No I'm sorry, I wasn't clear. Let's consider a particle moving on a line. In classical mechanics, it is assumed that at every instant of time t, the particle has a certain position on the line x. That is it's state at time t. In quantum mechanics, the thing that is known at every instant of time is not its position, but something else. This is the state vector. This is a complex function defined on the line: $$|\psi(x)>$$. That is the analog of the classical state.

Now I will give a certain interpretation, which is not accepted by everyone. You can think of this state as somehow representing your knowledge about the particle. This is loosely just a probability density on the line. Now there are certain states which correspond to a certain knowledge that the particle is at a particular position. These are the eigenstates of the position operator $$\hat{X}$$. In the case of a particle moving on the line, they are the Dirac delta functions. There are also momentum eigenstates, which are "states of knowledge" where the momentum is exactly known. These are the eigenvectors of the momentum operator which are

$$e^{i \frac{p}{h}x}$$.

If your "state of knowledge" is one of the momentum eigenstates, then it means that you know certainly what the momentum will be when you measure it.

14. Jun 26, 2008

### comote

Given a classical observable f(q,p) there is a self adjoint operator F(Q,P) acting on Hilbert space that represents the expected outcomes.

For simple cases
$$H = \frac{p^2}{2m} + V(q)$$.
this is easily understood. Unfortunately what to do for the
$$q^np^m$$
terms is a little more complicated and not fully understood. A common formula is to transform
$$qp\to\frac{1}{2}(QP+PQ)$$.

* _Problem_
Reproduce word for word the stretch of the quantum mechanics forum excerpt from "Now I will give" through "you measure it.".

* _Data extract_
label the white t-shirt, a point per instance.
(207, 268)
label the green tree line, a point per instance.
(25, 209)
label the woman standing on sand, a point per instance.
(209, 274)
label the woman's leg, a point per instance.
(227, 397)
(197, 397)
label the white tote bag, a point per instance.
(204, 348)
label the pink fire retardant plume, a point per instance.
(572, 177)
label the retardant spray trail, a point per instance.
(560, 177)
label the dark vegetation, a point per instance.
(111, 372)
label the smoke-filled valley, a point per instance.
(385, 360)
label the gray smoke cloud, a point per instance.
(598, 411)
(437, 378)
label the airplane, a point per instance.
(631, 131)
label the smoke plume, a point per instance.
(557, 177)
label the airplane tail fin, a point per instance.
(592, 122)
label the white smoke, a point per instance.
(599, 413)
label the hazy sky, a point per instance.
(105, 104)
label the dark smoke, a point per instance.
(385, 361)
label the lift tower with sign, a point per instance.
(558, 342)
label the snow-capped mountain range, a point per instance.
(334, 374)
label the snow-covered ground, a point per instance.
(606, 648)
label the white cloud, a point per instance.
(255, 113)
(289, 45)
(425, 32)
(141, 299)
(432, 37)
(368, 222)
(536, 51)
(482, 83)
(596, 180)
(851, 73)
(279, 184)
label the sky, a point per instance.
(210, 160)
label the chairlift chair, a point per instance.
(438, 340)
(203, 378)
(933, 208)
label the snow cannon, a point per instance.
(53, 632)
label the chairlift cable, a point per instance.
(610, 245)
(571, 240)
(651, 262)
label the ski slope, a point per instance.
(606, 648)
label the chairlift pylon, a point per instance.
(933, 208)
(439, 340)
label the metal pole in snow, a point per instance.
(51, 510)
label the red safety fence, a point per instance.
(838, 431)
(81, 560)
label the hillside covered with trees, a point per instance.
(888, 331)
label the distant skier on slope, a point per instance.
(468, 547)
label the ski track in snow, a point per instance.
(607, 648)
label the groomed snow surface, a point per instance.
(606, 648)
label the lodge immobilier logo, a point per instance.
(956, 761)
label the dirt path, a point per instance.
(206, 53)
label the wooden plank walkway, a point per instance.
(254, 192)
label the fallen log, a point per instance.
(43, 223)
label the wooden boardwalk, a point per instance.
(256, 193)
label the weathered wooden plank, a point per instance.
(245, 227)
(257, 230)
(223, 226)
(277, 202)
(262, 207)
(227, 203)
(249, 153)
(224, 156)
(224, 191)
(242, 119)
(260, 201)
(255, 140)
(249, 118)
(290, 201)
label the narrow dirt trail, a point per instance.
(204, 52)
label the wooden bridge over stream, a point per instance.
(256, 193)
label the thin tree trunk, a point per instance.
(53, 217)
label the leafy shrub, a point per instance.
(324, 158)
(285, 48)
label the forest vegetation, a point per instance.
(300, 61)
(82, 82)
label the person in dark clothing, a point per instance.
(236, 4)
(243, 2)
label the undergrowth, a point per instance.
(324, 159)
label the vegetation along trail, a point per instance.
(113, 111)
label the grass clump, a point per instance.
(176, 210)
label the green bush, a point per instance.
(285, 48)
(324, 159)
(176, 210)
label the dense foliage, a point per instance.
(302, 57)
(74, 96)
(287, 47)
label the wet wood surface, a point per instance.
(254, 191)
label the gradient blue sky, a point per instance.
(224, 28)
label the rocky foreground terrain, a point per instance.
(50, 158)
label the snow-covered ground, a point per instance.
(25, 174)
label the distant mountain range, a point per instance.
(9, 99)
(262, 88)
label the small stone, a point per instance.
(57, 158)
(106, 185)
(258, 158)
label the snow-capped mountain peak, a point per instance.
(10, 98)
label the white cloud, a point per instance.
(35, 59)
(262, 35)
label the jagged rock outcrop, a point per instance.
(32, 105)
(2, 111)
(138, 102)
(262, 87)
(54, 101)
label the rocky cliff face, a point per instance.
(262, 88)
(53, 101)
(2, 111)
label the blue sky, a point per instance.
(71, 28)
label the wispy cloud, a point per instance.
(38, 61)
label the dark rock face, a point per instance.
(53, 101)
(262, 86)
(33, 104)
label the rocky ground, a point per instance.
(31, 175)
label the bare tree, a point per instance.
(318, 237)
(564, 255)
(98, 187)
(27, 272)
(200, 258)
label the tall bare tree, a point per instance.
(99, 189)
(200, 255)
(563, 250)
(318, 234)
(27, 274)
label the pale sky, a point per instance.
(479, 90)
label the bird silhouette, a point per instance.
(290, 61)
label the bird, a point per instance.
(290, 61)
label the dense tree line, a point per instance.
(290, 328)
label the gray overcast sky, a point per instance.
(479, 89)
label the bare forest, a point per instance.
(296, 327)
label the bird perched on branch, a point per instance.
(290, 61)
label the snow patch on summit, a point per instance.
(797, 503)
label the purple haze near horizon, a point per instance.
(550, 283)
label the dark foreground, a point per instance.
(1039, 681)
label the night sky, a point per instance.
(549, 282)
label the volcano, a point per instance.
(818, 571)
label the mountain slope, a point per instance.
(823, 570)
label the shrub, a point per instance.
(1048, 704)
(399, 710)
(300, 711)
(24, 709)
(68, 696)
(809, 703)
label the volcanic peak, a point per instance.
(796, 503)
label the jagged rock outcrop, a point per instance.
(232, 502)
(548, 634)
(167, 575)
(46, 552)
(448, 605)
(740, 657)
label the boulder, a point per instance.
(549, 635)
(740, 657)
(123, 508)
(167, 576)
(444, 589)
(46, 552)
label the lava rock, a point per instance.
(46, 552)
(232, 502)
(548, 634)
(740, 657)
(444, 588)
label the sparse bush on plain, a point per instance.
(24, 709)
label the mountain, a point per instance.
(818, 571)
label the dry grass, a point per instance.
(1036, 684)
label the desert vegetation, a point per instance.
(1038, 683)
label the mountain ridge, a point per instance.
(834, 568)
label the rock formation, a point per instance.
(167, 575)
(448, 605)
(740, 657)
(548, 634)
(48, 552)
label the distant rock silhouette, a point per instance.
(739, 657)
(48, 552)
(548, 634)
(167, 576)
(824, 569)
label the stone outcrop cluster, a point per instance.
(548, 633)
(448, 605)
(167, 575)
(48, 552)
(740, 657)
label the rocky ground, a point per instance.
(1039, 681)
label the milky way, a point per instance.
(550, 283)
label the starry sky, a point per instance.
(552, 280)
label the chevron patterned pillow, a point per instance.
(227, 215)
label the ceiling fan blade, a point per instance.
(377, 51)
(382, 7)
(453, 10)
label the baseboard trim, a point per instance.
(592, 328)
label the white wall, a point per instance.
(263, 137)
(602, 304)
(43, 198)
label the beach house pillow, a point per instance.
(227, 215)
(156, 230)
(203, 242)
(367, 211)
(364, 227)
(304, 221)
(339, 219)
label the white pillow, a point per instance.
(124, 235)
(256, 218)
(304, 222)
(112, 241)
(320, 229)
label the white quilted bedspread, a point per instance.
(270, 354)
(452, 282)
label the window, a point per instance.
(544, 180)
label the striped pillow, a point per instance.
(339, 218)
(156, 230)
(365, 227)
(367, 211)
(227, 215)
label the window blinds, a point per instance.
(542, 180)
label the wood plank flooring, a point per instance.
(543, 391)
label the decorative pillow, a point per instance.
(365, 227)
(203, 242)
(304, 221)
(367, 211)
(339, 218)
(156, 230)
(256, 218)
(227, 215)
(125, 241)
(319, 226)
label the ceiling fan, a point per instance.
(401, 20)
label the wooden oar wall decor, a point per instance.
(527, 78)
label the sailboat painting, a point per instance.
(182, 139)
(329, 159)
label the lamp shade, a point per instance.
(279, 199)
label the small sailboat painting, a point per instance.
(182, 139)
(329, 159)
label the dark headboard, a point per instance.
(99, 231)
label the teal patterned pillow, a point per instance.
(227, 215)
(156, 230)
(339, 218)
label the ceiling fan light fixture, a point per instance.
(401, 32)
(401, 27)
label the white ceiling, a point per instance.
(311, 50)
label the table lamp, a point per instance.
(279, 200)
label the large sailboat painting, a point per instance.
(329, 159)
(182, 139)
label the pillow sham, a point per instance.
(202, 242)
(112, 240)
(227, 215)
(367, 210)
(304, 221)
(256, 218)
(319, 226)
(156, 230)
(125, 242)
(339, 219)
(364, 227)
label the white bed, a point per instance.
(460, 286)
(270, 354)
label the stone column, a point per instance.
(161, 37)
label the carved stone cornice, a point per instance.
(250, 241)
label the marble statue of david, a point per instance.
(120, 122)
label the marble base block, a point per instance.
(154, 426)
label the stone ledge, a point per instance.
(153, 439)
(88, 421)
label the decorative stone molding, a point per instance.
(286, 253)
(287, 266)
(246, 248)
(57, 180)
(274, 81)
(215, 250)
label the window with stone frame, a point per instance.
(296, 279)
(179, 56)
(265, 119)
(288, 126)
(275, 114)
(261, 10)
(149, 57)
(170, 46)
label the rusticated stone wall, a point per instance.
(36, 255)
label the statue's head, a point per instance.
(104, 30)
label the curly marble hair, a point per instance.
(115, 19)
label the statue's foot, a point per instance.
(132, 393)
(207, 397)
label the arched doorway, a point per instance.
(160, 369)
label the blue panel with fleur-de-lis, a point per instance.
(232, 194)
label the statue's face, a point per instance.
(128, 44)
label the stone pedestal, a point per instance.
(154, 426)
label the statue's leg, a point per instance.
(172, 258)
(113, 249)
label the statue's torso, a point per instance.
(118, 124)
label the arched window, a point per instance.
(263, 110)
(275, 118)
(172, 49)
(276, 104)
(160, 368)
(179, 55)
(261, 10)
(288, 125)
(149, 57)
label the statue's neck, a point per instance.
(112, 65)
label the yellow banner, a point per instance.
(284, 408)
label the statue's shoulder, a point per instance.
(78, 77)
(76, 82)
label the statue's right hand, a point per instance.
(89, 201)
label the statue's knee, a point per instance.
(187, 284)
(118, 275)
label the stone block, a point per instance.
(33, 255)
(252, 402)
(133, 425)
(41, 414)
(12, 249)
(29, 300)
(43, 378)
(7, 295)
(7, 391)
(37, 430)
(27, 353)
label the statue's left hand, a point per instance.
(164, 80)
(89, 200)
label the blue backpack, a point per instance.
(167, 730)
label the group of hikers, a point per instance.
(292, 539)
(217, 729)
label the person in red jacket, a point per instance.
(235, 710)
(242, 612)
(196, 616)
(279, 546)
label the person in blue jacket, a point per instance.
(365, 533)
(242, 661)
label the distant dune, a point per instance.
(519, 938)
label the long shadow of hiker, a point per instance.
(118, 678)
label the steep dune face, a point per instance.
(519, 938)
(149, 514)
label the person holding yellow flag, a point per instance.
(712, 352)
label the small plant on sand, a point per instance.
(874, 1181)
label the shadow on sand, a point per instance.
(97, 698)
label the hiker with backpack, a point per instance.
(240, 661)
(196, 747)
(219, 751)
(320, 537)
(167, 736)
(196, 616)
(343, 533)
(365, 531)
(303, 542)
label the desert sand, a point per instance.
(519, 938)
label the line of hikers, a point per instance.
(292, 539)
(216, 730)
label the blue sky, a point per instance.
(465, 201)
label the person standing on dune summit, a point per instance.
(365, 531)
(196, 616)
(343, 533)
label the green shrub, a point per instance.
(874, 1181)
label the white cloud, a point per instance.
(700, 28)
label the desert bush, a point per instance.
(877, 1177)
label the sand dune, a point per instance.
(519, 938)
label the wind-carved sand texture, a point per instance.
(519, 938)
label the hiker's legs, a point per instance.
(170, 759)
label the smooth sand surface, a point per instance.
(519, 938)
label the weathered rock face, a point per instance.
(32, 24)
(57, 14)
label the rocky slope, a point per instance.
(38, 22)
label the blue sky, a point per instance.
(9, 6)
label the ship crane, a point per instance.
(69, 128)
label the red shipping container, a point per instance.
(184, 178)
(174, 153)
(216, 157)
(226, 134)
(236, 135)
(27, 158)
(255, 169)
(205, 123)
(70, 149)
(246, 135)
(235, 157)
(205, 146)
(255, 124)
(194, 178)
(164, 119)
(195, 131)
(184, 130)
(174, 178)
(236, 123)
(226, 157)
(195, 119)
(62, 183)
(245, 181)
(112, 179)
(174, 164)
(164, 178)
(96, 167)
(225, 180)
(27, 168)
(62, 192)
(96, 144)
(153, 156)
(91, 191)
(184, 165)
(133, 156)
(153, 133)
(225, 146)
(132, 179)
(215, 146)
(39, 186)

* _Reply_
Now I will give a certain interpretation, which is not accepted by everyone. You can think of this state as somehow representing your knowledge about the particle. This is loosely just a probability density on the line. Now there are certain states which correspond to a certain knowledge that the particle is at a particular position. These are the eigenstates of the position operator $$\hat{X}$$. In the case of a particle moving on the line, they are the Dirac delta functions. There are also momentum eigenstates, which are "states of knowledge" where the momentum is exactly known. These are the eigenvectors of the momentum operator which are

$$e^{i \frac{p}{h}x}$$.

If your "state of knowledge" is one of the momentum eigenstates, then it means that you know certainly what the momentum will be when you measure it.